[Exercise data]
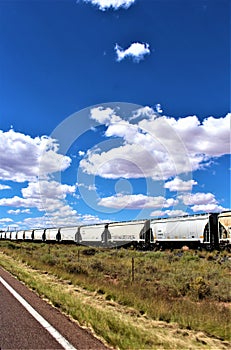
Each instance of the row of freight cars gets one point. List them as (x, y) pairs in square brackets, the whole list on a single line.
[(211, 231)]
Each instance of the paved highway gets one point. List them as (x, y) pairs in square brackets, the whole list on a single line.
[(20, 330)]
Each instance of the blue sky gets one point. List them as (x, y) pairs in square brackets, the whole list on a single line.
[(113, 110)]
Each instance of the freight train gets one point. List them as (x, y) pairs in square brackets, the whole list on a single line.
[(210, 231)]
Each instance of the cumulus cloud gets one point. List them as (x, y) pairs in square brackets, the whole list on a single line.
[(114, 4), (136, 51), (204, 202), (198, 198), (178, 184), (136, 201), (157, 147), (23, 158), (4, 187), (19, 211), (176, 212), (3, 220)]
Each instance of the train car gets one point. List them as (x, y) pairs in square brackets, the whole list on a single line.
[(94, 235), (224, 227), (39, 235), (135, 233), (193, 231), (28, 235), (20, 235), (14, 235), (51, 234), (70, 234), (8, 235)]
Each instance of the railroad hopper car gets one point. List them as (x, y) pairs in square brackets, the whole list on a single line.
[(194, 231), (224, 221), (211, 231), (116, 234)]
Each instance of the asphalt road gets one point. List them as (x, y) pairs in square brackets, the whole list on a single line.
[(20, 330)]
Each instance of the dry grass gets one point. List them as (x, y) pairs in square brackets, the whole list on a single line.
[(174, 301)]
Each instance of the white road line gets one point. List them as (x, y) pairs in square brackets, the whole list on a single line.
[(55, 334)]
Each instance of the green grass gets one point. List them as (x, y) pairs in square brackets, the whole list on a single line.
[(190, 288)]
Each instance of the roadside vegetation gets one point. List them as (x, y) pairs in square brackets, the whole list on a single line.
[(136, 300)]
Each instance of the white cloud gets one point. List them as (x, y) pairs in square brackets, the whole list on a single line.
[(19, 211), (136, 201), (176, 212), (23, 158), (157, 147), (81, 153), (88, 187), (114, 4), (198, 198), (4, 187), (136, 51), (205, 202), (6, 220), (208, 208), (46, 196), (178, 184)]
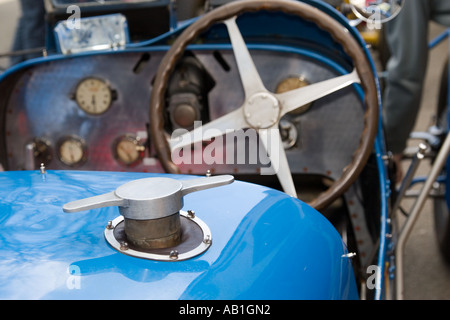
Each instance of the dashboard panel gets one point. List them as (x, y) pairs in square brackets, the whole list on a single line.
[(92, 112)]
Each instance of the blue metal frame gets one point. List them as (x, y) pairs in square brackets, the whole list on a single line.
[(379, 146)]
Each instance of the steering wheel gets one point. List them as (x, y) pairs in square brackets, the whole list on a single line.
[(262, 110)]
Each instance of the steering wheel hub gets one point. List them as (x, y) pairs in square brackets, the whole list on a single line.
[(262, 110)]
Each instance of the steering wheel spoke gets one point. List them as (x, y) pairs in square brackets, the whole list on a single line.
[(251, 81), (273, 144), (218, 127), (292, 100)]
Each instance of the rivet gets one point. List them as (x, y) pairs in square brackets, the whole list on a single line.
[(173, 255), (207, 240)]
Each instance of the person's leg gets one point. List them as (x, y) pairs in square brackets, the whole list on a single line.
[(407, 37), (30, 33)]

[Task goal]
Can you copy the whole listing above word for word, leaving out the pictures?

[Task response]
Each instance of the row of freight cars gets one point. List them as (x, y) pairs in square brackets, the whole list on a single line.
[(211, 231)]
Each instance of the paved highway gets one point. List them as (x, y) pairs in square brackets, the whole list on a single line.
[(20, 330)]
Each instance of the blue sky gets one point. List them as (x, y) pairs in square brackets, the whole list on a single line.
[(113, 110)]
Each instance of the freight train gets one point. List them as (x, y) pairs in square brackets, the whole list on a single line.
[(210, 231)]
Each instance of the cumulus cloud gets one point. List them as (x, y) pairs in square brackets, the whole list on a single line.
[(114, 4), (136, 51), (204, 202), (198, 198), (178, 184), (136, 201), (157, 147), (23, 158), (4, 187), (19, 211), (176, 212), (3, 220)]
Each instance of the train car gets one point. List them as (x, y) pairs in square brackets, the whole list on a single line.
[(94, 235), (224, 227), (39, 235), (135, 233), (193, 231), (28, 235), (20, 235), (14, 235), (51, 234), (70, 234), (8, 235)]
Each instance of the railroad hopper car gets one point. List them as (x, y) pairs in square brackets, the whole list on a single line.
[(194, 231), (224, 221), (211, 231), (116, 234)]
Each instance of the asphalt road gets one point. List them as (x, y) pairs in square brackets, the whole list on a single line.
[(20, 330)]
Each instance of the dry grass gets one point. List them as (x, y) pairs in square brackets, the whole list on a single line.
[(174, 301)]
Each instance of the white road line gets one point. List them as (x, y) pairs in square brackets, the whole list on a single line.
[(55, 334)]
Each instance of the green grass gets one point. List them as (x, y) pairs in square brackets, the whole list on a single line.
[(190, 288)]
Each instance of the roadside vegetation gets one point. List them as (x, y) pairs in square brackets, the whole list on a single line.
[(136, 300)]
Each instance of the white cloud gets one point. List them as (x, y) pairs in square brackets, the whole list on a single line.
[(19, 211), (136, 201), (176, 212), (23, 158), (157, 147), (81, 153), (88, 187), (114, 4), (198, 198), (4, 187), (136, 51), (205, 202), (6, 220), (208, 208), (46, 196), (178, 184)]
Each instance of the dashboard panel gets one point. List them as (x, y) pairs in square brackets, the whole list on a single line.
[(92, 112)]
Each instance of the blue metal frame gets one point. List them as (x, y) pairs in square brackets, the whole list on a single line.
[(379, 146)]
Each instance of the steering wheel gets one point. List them as (x, y) pairs in square brackets, the whole list on a single line.
[(262, 110)]
Each instance of the steering wheel hub gets one point. List them as (x, y) pairs in square brackets, the whole list on a single line.
[(262, 110)]
Each instance of the steering wheel spoke gets one point. List them as (x, y) pairs in square brackets, the whole list on a single line.
[(251, 81), (273, 144), (218, 127), (292, 100)]
Each instance of the rivet gets one point. List them as (x, y) pairs in square brackets, the whole list on a single line.
[(173, 255), (207, 240)]
Each instance of the person's leg gets one point. List them as (x, y) pairs in square brackets, the whole list on a single line.
[(407, 37), (30, 33)]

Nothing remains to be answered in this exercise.